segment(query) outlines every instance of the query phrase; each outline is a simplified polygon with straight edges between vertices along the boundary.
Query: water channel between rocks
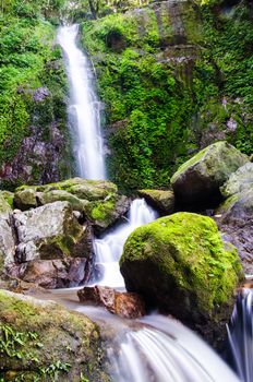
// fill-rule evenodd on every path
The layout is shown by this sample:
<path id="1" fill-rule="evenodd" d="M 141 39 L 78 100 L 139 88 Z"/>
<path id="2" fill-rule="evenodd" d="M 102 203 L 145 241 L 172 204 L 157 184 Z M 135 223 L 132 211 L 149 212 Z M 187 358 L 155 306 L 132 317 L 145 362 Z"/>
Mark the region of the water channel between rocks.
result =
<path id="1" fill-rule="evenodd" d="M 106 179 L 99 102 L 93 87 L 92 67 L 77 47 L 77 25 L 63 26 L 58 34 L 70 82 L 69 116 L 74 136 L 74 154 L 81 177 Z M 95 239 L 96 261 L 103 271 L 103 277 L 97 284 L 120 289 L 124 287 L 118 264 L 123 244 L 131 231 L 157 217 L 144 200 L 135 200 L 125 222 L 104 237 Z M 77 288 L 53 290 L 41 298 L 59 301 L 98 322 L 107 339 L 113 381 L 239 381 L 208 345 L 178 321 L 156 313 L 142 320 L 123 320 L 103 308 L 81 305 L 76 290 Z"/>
════════
▶ What is required: Turn every line of the rows above into a Markdown table with the columns "Number" and "Content," numbering the lines in order and skipping any blank ones. Leave the pictures out of the table.

▶ Exercise result:
| Number | Content |
|---|---|
| 1 | segment(query) outlines every instance of the query phrase; each outline is a simplified polygon with straight edges between vertices along the boundary. |
| 2 | Query: water channel between rocks |
| 3 | // fill-rule evenodd on every path |
| 4 | The layout is shown by this sample: |
| 5 | <path id="1" fill-rule="evenodd" d="M 141 39 L 78 100 L 139 88 Z"/> |
| 6 | <path id="2" fill-rule="evenodd" d="M 102 203 L 145 241 L 172 204 L 157 184 Z M 135 223 L 132 211 L 149 212 Z M 187 358 L 155 306 L 132 317 L 145 362 Z"/> |
| 7 | Mark the region of the water channel between rocks. |
| 8 | result = |
| 9 | <path id="1" fill-rule="evenodd" d="M 106 179 L 99 102 L 93 87 L 92 67 L 77 47 L 77 25 L 63 26 L 58 34 L 70 82 L 69 116 L 74 136 L 74 154 L 81 177 Z M 95 239 L 96 261 L 103 271 L 103 277 L 97 284 L 120 289 L 124 287 L 118 264 L 123 244 L 131 231 L 157 217 L 144 200 L 135 200 L 125 222 L 104 237 Z M 77 288 L 53 290 L 41 298 L 59 301 L 98 322 L 107 339 L 113 381 L 239 381 L 208 345 L 178 321 L 156 313 L 142 320 L 123 320 L 103 308 L 81 305 L 76 290 Z"/> |